In the album review below, whose poem do Ranges use as a spoken word sample when they play the first two tracks live?

» Reading passage
::::::::
Blustery winds greet us on the opening track, setting the scene. I can picture a lone adventure scaling a peak, buffeted by the winds, slowly trudging through the snow. Soft guitar and mellow bass set the mood, before a swift transition into “Seven Sisters” provides us with harder hitting content that demonstrates how to make an opening statement.
When Ranges play this live, they combine the first two tracks and use a spoken word sample of Howard Simon’s poem I Choose The Mountain. I can’t hear the song without the sample, which is a shame. I think that the delivery sets the mood so well, and adds so much. By the same logic, I feel that excluding the sample from the recording detracts from the potential impact. Not that you’d know if you had only heard the album version… The embedded video above gives you an idea of how it sounds live [and I feature briefly at the 10 second mark].
This is not an upbeat record. But I still feel good when I listen to it. Take the title track, for example. “The Ascensionist” sound sombre and slow. It meanders along, slowly gaining layers and complexity. But when the guitar lead kicks in a few minutes into it, and the drums get busy, and the energy jacks up… well, it’s just grand. Sad, perhaps, but with an underlying glimmer of hope. Liken it to the emotions of conquering a mountain – grueling and hard, but thoroughly rewarding.
::::::::
» Stored data
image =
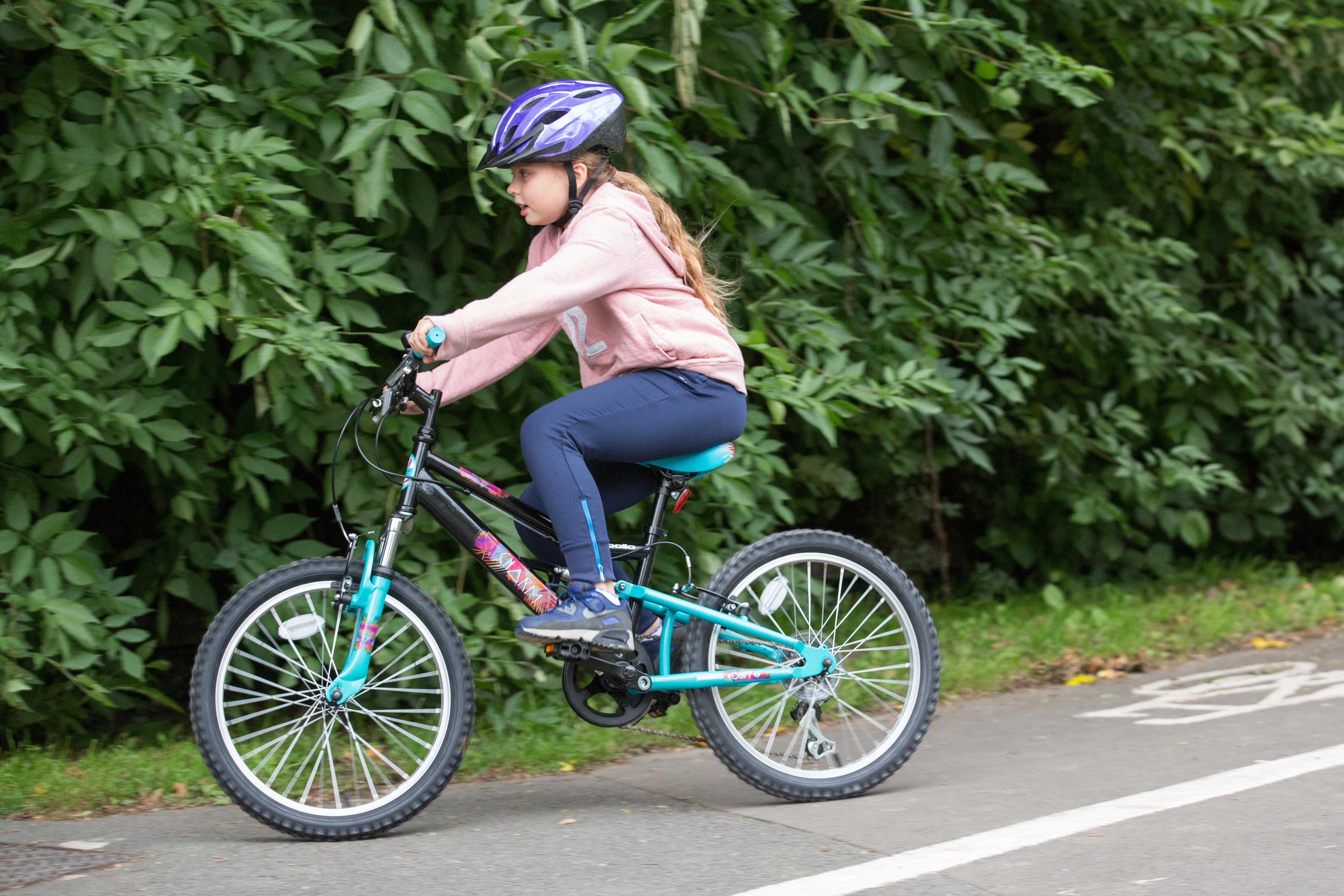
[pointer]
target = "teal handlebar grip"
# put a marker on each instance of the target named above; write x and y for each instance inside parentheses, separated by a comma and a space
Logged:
(435, 338)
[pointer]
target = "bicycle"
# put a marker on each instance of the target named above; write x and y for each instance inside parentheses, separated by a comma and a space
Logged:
(810, 660)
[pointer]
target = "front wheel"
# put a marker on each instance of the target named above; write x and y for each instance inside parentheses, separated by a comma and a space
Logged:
(834, 735)
(299, 764)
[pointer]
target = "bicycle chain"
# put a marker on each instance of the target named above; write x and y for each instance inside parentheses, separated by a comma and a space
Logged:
(668, 734)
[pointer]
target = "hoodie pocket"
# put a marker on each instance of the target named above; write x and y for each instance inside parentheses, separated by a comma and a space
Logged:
(657, 340)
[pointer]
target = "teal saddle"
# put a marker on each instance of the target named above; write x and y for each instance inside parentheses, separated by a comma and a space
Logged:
(695, 465)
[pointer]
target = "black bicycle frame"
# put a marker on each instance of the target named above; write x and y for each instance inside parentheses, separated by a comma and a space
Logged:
(515, 575)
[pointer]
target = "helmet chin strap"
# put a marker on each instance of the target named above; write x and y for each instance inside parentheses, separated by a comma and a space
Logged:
(576, 195)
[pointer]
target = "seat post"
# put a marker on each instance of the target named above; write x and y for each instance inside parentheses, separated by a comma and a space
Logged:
(668, 484)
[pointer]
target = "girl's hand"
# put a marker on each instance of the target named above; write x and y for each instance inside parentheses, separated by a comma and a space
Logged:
(417, 338)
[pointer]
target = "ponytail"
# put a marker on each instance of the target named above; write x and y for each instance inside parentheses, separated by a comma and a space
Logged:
(709, 287)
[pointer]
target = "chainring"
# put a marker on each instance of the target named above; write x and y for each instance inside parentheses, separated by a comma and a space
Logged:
(630, 707)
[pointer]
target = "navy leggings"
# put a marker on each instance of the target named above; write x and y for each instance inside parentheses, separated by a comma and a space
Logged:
(583, 452)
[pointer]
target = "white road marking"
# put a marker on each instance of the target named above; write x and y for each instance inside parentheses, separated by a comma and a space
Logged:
(1284, 684)
(929, 860)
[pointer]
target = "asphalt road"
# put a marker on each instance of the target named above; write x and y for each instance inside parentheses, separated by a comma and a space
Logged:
(679, 823)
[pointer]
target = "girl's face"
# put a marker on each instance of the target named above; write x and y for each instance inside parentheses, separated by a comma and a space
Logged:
(542, 191)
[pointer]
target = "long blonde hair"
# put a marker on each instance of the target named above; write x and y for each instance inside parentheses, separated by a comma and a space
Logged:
(709, 287)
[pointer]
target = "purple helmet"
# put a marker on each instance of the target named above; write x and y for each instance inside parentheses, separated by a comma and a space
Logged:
(558, 122)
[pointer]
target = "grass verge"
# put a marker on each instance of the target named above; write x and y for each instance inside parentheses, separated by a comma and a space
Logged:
(1077, 634)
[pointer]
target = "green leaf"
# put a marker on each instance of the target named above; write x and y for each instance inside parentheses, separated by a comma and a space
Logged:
(284, 527)
(361, 138)
(368, 93)
(109, 223)
(429, 112)
(392, 54)
(437, 81)
(167, 430)
(374, 183)
(33, 260)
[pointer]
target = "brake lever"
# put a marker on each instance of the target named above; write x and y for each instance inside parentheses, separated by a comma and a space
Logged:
(384, 405)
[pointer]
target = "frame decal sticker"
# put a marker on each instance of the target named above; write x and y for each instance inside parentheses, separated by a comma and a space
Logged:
(498, 558)
(494, 490)
(365, 637)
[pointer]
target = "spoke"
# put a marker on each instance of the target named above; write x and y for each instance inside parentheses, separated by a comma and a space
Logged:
(876, 608)
(867, 639)
(390, 764)
(772, 724)
(281, 738)
(898, 647)
(398, 657)
(377, 682)
(425, 711)
(328, 668)
(876, 696)
(331, 764)
(865, 683)
(263, 713)
(268, 682)
(283, 656)
(767, 722)
(839, 601)
(288, 750)
(357, 751)
(857, 605)
(389, 667)
(291, 643)
(760, 703)
(398, 742)
(304, 765)
(402, 722)
(900, 665)
(272, 665)
(397, 724)
(862, 714)
(854, 735)
(264, 731)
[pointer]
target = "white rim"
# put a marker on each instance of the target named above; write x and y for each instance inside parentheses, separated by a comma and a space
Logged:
(866, 704)
(377, 733)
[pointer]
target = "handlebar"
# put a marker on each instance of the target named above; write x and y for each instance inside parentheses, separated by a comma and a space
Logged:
(410, 362)
(435, 339)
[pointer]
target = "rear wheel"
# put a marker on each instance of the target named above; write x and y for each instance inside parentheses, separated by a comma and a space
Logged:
(299, 764)
(835, 735)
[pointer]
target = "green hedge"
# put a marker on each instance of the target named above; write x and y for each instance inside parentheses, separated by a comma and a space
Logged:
(1027, 291)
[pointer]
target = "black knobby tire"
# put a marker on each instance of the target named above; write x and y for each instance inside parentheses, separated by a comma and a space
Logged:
(264, 804)
(756, 766)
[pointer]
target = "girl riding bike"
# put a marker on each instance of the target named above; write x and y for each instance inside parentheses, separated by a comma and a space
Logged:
(662, 377)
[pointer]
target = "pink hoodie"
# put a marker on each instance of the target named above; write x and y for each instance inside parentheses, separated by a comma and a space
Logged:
(617, 289)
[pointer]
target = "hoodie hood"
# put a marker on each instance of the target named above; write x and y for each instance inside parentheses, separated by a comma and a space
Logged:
(636, 207)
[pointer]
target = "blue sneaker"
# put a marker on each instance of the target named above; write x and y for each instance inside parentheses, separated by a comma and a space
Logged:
(590, 617)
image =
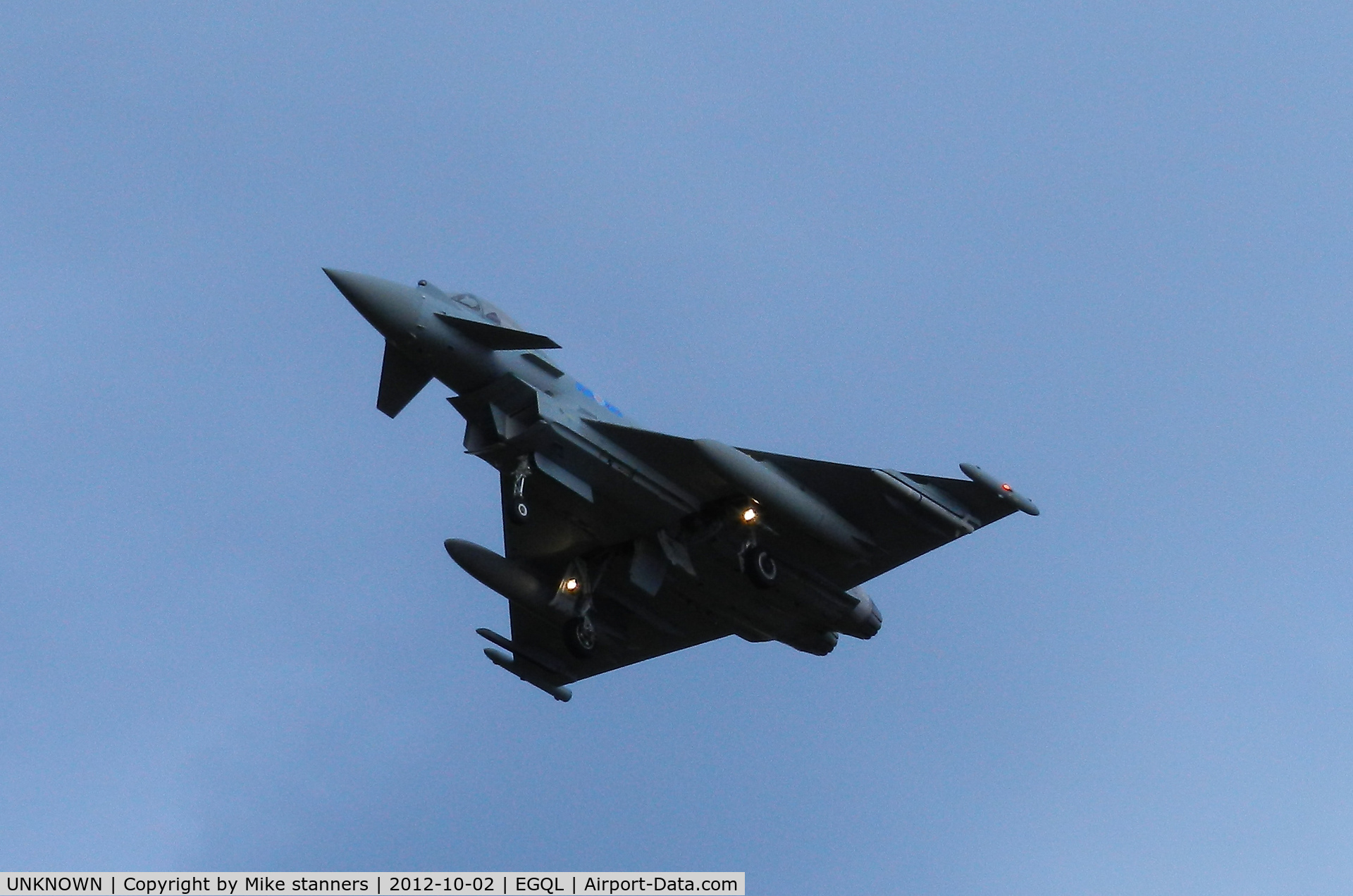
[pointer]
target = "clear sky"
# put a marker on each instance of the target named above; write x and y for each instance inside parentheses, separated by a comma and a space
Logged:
(1100, 251)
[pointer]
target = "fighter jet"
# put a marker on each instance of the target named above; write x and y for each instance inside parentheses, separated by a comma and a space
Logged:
(622, 543)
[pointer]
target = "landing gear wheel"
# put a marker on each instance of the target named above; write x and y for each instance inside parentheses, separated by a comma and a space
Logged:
(519, 512)
(581, 637)
(761, 568)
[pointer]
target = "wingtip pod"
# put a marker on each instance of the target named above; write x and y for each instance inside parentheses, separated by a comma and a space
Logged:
(1001, 490)
(504, 661)
(500, 573)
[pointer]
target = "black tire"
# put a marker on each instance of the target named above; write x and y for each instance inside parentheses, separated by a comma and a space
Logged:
(581, 637)
(761, 568)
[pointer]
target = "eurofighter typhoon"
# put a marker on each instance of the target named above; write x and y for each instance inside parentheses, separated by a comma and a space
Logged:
(623, 543)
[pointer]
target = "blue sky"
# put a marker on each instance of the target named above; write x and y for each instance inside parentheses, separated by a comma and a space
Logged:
(1103, 252)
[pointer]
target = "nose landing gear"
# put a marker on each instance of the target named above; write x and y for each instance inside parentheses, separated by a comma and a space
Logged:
(519, 511)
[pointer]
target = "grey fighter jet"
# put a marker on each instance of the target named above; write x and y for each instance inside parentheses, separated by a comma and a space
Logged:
(623, 543)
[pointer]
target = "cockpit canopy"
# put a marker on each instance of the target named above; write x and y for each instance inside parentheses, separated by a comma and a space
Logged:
(486, 310)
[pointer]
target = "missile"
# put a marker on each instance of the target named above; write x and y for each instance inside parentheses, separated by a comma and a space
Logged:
(998, 487)
(500, 574)
(782, 496)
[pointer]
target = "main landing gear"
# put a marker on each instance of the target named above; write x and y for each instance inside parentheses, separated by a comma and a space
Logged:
(760, 566)
(581, 637)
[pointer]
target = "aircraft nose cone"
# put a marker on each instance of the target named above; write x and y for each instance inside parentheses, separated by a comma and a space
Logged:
(391, 308)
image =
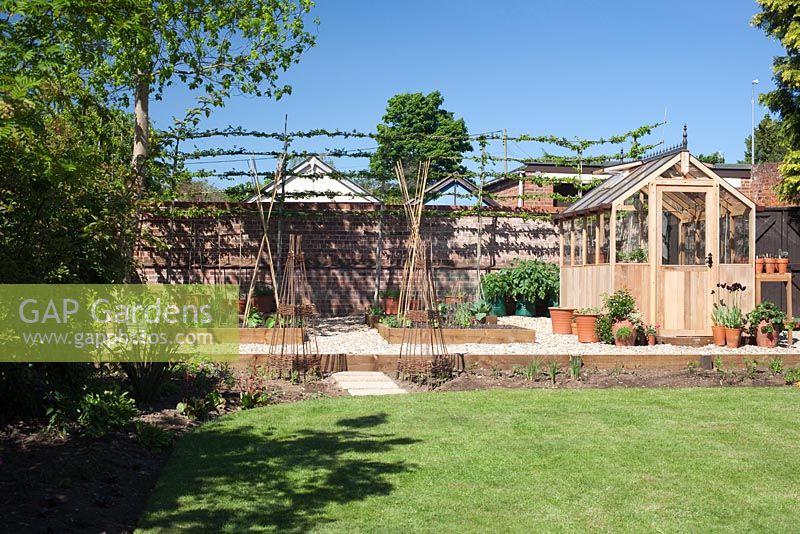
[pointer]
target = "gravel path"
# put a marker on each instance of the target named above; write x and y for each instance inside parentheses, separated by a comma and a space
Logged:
(349, 335)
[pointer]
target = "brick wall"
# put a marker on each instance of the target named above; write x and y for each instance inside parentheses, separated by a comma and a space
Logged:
(761, 187)
(540, 199)
(340, 247)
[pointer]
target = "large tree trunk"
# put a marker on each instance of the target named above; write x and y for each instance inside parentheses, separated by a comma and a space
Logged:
(141, 132)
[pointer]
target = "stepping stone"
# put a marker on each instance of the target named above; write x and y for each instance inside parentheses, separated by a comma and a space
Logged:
(362, 383)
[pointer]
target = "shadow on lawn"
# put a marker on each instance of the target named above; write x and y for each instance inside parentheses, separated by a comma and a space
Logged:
(246, 478)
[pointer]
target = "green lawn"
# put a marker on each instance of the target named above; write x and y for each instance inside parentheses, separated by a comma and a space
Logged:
(554, 460)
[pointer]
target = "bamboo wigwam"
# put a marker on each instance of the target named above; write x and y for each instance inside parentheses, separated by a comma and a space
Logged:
(293, 342)
(423, 352)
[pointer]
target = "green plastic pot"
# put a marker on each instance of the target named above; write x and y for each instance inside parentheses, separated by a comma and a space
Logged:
(525, 308)
(498, 307)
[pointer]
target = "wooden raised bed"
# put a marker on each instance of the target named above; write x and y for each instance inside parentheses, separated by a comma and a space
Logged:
(457, 336)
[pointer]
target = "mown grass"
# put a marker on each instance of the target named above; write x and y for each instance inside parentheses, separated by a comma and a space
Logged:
(544, 460)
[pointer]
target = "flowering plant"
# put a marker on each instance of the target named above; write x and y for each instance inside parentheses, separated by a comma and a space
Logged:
(728, 312)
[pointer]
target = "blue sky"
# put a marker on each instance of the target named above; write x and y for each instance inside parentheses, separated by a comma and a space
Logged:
(571, 68)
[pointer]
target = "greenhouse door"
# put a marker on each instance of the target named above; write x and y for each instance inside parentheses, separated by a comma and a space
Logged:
(686, 259)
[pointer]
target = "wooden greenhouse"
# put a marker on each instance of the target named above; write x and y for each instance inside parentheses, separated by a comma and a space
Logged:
(668, 229)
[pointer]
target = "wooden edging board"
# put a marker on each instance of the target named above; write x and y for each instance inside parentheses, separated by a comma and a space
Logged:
(458, 336)
(388, 362)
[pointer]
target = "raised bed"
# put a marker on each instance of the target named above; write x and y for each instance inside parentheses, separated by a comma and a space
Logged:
(458, 336)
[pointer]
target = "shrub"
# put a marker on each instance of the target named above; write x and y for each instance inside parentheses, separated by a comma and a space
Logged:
(262, 289)
(619, 305)
(254, 319)
(768, 312)
(534, 281)
(390, 292)
(776, 365)
(495, 285)
(792, 375)
(603, 329)
(480, 310)
(100, 413)
(153, 437)
(624, 333)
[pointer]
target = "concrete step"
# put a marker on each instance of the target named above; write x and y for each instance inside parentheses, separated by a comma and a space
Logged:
(364, 383)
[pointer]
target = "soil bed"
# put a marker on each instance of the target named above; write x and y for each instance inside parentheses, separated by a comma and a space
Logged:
(80, 484)
(606, 378)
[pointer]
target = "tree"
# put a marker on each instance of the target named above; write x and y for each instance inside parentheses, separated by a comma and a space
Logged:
(778, 19)
(134, 49)
(771, 142)
(416, 128)
(713, 158)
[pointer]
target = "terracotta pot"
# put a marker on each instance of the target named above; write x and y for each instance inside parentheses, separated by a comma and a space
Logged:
(631, 341)
(390, 305)
(719, 335)
(585, 325)
(264, 303)
(769, 340)
(733, 337)
(562, 320)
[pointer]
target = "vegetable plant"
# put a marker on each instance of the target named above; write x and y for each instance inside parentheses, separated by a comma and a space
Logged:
(769, 313)
(533, 280)
(495, 285)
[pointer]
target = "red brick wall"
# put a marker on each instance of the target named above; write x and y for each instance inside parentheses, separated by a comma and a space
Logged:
(340, 249)
(761, 187)
(540, 197)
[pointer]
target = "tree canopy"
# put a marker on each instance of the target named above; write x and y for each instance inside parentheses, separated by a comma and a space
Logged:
(772, 144)
(416, 128)
(133, 49)
(779, 19)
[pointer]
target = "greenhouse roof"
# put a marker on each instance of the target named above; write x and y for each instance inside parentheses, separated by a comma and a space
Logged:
(601, 197)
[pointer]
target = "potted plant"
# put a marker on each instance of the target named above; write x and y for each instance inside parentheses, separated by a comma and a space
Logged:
(733, 319)
(263, 298)
(765, 323)
(759, 264)
(718, 319)
(651, 331)
(391, 299)
(623, 335)
(782, 261)
(373, 316)
(585, 319)
(242, 301)
(769, 264)
(254, 319)
(495, 291)
(561, 319)
(532, 282)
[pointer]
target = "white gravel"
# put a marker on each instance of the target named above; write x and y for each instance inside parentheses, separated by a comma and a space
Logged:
(349, 335)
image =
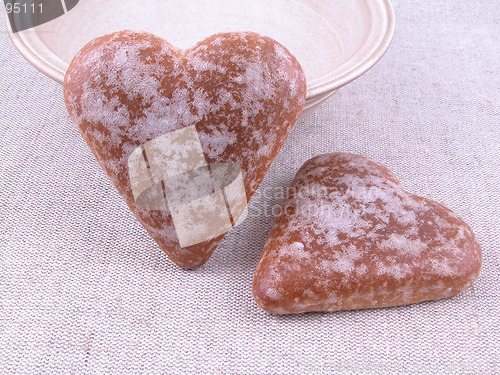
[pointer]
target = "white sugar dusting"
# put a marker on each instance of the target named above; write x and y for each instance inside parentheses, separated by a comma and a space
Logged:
(357, 225)
(129, 88)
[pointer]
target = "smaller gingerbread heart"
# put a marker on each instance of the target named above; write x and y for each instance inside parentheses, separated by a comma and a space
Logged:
(349, 237)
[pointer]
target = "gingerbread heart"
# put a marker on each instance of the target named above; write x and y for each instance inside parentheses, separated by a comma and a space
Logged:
(185, 136)
(349, 237)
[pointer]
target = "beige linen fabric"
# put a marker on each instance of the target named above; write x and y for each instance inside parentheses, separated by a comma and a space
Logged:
(85, 290)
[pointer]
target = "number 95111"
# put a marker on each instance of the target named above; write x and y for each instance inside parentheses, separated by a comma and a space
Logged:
(23, 8)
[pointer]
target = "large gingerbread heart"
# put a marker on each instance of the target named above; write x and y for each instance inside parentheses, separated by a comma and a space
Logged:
(349, 237)
(186, 136)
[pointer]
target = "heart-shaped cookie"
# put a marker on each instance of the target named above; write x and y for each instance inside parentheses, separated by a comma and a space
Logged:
(349, 237)
(186, 136)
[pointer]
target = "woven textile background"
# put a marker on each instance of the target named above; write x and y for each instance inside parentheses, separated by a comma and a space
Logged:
(84, 289)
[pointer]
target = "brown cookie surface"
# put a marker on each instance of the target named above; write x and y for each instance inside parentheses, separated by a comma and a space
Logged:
(349, 237)
(234, 97)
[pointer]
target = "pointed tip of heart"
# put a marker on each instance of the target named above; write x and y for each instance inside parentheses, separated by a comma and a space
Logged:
(352, 238)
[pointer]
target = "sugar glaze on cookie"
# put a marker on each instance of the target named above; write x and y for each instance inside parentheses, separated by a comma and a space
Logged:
(243, 93)
(349, 237)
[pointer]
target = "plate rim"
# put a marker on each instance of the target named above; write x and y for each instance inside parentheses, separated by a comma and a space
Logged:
(321, 88)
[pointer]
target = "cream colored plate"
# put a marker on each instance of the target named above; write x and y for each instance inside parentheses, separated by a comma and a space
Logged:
(335, 40)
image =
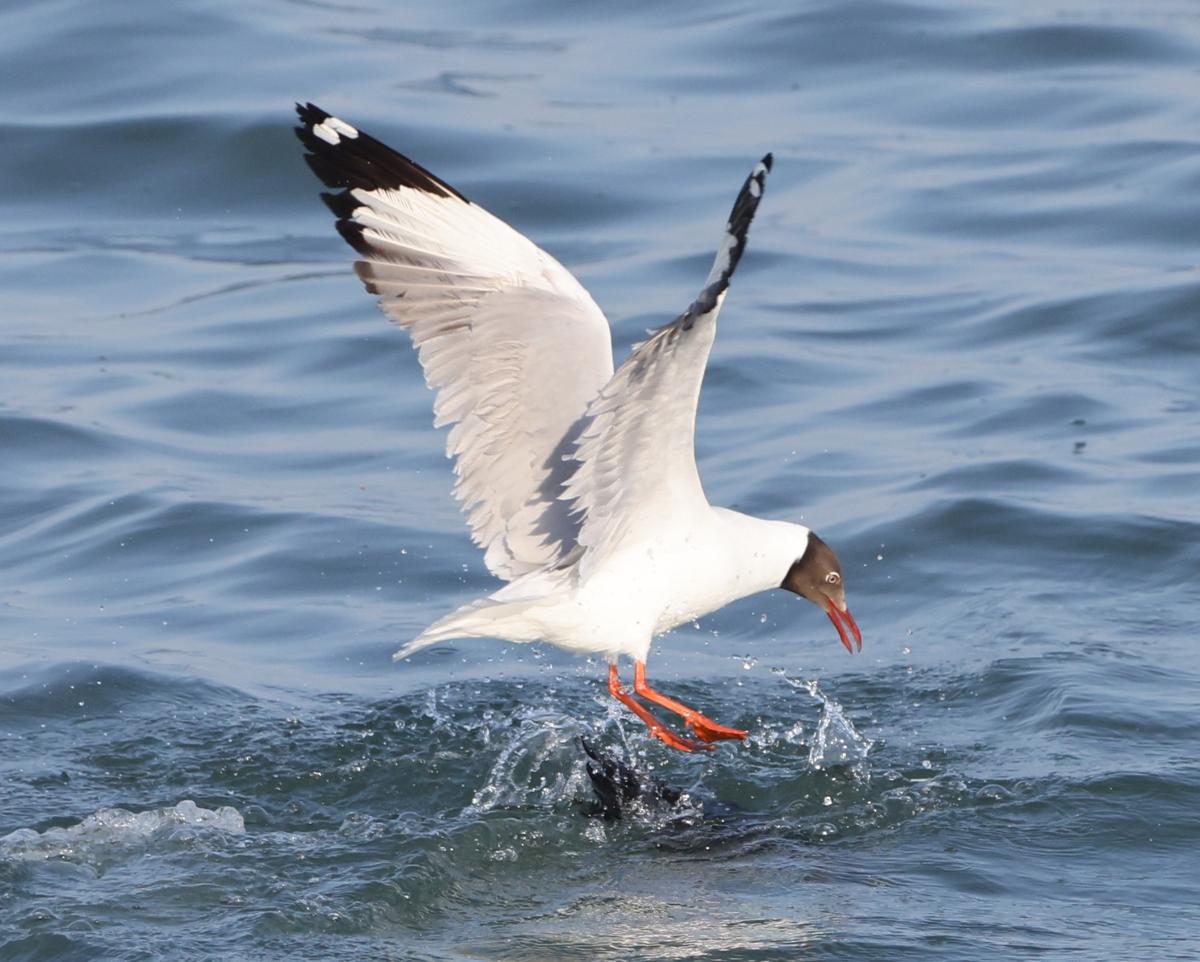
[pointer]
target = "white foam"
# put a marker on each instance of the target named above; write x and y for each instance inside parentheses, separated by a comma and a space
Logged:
(115, 827)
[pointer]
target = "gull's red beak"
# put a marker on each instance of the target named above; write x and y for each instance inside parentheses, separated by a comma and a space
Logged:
(841, 620)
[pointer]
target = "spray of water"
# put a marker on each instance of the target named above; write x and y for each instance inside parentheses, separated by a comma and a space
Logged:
(837, 741)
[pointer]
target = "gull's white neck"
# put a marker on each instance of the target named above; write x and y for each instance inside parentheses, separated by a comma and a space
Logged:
(761, 551)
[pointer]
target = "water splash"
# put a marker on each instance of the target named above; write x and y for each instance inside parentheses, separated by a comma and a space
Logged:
(837, 741)
(538, 764)
(115, 827)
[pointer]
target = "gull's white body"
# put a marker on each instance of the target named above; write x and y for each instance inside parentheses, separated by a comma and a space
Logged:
(694, 563)
(579, 482)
::::::::
» The completed task
They use Howard Simon's poem I Choose The Mountain.